** Begin **

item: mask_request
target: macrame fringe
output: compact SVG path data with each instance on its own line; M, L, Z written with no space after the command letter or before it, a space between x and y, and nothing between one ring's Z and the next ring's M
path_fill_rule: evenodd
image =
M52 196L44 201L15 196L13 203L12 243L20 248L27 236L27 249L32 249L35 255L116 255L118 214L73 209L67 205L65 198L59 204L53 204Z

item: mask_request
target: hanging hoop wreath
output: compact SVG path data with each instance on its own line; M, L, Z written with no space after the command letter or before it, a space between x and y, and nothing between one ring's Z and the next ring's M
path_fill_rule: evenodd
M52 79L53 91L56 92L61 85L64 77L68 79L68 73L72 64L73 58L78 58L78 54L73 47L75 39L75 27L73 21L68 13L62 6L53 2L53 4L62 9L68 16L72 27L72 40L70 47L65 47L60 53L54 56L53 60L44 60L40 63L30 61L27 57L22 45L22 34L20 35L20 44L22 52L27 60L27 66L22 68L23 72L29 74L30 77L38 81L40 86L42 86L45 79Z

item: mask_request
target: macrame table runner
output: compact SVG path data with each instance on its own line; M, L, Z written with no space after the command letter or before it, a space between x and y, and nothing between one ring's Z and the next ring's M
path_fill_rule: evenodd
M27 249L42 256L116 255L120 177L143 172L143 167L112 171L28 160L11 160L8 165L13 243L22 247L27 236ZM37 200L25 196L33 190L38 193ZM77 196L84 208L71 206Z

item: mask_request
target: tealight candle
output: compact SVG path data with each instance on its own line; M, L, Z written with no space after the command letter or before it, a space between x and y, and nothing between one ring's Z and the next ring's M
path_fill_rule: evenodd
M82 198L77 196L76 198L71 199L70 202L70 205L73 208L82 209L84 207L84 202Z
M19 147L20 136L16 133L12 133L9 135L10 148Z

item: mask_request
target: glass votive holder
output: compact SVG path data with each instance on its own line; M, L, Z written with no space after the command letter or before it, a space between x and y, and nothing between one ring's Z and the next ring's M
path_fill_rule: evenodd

** End **

Rewrite the lines of the entries as a numbered list, starting with the first line and ending with the line that contains "M52 196L44 201L15", both included. Omit any blank lines.

1. item: mask_request
2. target: macrame fringe
3. output: compact SVG path data with each instance on its own line; M, L, Z written with no space after the command letter or before it, a space between x and y, and nothing between one ring's Z and the next ring's M
4. path_fill_rule: evenodd
5. image =
6. M52 196L44 201L15 196L13 203L12 243L20 248L27 236L27 249L32 249L35 255L116 255L118 214L73 209L67 205L65 198L59 204L53 204Z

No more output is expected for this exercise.